• [REQUIRED ACTION] Look through the entries below, please, and copy every line with the word "grass".

Collected data entries:
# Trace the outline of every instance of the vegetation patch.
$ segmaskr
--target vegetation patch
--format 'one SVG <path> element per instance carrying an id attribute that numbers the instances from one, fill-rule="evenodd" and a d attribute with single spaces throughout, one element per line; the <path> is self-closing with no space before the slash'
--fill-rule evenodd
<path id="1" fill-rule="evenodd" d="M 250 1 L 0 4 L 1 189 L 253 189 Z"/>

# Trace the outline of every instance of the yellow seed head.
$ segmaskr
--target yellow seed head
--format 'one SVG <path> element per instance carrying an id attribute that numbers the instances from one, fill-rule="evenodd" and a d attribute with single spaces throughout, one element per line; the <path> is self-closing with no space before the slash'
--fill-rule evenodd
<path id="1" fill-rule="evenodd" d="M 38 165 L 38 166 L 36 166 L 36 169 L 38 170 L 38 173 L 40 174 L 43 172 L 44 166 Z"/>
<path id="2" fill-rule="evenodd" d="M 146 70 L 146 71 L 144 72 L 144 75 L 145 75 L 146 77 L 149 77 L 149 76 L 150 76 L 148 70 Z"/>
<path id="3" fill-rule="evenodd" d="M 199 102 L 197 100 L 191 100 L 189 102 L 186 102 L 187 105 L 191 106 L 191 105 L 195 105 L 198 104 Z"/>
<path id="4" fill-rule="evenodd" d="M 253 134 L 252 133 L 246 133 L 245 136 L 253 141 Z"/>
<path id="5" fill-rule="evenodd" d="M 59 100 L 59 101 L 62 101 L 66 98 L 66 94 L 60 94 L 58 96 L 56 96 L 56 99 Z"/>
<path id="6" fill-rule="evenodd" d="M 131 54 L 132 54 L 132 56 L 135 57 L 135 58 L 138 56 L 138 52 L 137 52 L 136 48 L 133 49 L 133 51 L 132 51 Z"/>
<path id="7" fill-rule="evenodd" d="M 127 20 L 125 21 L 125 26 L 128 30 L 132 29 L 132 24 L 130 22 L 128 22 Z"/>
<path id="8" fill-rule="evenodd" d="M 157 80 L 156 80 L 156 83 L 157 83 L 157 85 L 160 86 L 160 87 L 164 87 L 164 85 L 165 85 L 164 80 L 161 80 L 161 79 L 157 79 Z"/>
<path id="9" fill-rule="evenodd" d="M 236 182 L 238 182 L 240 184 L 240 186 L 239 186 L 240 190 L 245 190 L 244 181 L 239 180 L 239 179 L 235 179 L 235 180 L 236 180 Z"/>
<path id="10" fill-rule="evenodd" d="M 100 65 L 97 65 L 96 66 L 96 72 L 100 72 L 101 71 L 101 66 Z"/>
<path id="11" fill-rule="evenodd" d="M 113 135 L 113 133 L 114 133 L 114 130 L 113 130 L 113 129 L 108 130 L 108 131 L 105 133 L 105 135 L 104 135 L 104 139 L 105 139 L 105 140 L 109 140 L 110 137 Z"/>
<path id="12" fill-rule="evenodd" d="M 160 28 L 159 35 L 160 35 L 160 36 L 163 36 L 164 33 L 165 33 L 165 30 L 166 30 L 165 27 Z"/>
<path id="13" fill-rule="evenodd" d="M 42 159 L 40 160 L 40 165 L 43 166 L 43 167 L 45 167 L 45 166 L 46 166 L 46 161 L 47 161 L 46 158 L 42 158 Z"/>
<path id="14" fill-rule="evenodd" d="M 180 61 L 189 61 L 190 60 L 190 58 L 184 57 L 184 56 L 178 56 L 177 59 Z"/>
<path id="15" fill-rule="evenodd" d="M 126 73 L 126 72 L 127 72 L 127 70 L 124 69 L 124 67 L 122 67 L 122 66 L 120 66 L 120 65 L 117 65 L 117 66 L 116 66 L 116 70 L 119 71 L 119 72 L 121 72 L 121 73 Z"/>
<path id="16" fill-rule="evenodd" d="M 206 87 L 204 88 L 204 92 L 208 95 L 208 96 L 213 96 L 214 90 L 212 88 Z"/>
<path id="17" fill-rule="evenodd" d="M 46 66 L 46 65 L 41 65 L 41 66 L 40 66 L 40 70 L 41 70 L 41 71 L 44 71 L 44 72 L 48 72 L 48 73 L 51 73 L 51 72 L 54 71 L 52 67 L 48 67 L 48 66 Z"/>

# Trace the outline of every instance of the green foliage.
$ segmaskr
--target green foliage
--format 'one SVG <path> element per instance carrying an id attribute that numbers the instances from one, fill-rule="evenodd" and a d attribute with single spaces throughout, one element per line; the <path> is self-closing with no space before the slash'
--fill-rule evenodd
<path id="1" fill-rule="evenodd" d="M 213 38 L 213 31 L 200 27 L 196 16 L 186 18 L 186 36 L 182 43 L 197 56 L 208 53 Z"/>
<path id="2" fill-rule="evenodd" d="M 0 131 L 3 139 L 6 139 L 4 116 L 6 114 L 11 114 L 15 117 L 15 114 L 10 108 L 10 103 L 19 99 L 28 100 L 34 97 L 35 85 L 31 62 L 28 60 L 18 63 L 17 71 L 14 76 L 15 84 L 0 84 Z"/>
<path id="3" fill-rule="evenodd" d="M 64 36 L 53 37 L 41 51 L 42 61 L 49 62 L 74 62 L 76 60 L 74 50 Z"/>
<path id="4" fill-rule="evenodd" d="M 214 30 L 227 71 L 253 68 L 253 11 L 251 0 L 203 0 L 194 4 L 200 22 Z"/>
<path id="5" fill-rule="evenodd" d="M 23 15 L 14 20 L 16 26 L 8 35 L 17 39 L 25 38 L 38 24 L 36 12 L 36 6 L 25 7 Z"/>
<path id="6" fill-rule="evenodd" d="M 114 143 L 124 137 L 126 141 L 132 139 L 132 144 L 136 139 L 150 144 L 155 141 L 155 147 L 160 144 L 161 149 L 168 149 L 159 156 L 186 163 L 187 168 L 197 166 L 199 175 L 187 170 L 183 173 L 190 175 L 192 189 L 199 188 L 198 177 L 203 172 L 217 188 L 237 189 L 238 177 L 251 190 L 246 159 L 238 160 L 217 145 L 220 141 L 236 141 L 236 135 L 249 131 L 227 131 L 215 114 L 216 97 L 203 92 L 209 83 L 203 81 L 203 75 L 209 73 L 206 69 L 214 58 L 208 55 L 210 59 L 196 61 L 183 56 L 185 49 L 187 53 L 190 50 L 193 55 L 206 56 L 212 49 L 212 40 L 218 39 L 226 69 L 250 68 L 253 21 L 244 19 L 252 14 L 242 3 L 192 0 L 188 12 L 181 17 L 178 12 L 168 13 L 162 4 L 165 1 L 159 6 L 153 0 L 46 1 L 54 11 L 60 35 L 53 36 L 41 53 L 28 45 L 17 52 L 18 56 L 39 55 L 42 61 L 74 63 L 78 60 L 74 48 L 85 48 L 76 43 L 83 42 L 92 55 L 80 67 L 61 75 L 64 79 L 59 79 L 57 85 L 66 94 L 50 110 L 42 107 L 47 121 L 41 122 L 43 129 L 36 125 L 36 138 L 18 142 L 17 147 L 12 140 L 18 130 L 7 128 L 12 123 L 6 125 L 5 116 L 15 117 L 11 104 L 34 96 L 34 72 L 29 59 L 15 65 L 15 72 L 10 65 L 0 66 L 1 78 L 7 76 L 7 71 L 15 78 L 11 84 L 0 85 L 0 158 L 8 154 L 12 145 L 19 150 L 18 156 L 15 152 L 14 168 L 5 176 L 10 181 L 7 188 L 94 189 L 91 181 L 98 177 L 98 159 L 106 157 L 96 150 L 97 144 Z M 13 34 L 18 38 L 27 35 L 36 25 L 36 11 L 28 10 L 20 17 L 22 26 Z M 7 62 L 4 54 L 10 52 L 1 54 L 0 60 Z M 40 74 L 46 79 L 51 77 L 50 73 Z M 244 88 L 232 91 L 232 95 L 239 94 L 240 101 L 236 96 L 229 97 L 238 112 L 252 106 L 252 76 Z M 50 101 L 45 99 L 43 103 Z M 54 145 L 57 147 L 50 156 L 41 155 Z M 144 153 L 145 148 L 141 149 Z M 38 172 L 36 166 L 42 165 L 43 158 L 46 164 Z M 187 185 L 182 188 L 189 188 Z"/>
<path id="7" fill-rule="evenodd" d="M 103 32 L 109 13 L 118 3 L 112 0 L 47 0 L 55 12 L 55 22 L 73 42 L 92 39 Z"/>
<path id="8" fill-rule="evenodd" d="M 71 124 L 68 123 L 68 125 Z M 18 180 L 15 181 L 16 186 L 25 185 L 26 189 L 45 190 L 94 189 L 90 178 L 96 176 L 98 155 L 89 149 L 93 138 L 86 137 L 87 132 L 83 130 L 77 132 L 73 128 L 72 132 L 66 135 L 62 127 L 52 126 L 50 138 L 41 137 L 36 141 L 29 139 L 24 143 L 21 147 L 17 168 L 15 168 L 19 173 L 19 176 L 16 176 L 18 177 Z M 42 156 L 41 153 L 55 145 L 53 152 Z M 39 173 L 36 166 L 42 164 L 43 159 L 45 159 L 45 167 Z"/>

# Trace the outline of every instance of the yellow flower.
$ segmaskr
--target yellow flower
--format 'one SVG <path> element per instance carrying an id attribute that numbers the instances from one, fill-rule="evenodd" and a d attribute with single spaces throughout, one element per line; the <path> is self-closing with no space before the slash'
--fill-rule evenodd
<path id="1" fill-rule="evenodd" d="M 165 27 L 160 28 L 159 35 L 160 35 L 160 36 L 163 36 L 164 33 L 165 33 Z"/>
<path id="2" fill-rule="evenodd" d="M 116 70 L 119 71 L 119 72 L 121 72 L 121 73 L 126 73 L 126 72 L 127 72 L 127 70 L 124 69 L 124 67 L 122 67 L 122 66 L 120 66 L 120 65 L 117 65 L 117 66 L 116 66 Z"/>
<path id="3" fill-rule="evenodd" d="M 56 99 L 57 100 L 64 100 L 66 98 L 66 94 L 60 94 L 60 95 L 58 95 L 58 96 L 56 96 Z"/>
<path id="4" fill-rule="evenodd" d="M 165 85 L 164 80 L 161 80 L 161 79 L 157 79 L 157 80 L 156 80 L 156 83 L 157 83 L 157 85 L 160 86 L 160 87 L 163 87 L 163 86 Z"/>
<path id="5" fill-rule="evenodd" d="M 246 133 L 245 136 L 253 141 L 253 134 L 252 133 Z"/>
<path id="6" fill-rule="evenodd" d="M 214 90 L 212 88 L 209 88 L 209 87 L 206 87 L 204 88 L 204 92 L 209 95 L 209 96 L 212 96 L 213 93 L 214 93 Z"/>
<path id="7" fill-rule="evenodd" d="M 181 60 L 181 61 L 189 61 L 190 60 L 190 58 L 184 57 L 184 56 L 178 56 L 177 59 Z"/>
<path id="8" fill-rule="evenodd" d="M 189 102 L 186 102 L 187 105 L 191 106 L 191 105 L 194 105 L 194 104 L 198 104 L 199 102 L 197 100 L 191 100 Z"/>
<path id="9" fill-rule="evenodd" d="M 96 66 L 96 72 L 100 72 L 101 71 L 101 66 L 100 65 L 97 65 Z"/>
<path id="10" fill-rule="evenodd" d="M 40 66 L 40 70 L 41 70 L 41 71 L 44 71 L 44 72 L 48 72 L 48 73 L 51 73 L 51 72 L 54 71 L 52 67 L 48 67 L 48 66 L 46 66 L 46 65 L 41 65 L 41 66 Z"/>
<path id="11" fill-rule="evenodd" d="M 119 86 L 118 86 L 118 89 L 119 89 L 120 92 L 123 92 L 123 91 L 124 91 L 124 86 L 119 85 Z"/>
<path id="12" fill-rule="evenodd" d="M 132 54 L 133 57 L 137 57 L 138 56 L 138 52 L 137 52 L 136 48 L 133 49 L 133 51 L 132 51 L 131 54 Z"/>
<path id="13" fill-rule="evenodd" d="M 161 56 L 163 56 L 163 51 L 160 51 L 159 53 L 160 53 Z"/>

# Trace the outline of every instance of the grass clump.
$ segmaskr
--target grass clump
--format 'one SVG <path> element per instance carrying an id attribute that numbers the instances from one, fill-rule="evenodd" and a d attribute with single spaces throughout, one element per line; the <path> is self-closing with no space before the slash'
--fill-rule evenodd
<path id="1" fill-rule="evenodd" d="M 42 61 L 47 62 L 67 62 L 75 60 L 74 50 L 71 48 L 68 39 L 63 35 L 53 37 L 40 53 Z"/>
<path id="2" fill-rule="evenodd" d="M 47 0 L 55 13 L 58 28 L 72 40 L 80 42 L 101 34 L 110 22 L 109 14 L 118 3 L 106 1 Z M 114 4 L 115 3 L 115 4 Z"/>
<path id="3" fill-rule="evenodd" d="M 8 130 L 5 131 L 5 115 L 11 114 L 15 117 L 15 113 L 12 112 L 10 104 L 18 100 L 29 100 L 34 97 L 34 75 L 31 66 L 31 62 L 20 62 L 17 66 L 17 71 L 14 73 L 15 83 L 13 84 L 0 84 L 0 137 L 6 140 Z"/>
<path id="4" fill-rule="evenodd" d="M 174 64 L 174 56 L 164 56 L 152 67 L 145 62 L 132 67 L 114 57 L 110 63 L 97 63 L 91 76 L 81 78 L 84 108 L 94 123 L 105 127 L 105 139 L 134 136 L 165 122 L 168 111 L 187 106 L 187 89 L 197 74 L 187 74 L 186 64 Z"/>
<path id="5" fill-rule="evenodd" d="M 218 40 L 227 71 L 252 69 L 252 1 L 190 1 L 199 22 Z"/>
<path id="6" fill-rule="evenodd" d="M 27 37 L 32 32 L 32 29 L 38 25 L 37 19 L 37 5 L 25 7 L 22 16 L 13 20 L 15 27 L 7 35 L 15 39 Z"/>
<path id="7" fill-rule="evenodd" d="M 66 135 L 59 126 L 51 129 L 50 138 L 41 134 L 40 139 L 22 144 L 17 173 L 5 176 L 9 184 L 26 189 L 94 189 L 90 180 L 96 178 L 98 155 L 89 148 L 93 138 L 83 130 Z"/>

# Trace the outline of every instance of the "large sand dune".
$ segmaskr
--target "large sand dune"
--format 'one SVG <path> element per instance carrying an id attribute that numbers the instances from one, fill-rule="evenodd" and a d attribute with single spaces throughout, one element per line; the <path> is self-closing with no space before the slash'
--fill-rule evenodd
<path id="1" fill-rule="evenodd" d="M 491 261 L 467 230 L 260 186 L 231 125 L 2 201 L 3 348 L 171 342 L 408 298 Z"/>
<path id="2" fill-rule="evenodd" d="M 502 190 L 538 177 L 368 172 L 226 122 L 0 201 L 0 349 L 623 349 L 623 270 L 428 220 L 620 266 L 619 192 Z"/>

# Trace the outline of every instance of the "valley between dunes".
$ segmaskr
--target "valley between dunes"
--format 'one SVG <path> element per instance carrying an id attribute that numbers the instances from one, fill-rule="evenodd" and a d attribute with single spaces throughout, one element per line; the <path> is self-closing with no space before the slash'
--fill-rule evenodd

• [ANSWER AREA]
# Trace the outline of every instance of the grass clump.
--target grass clump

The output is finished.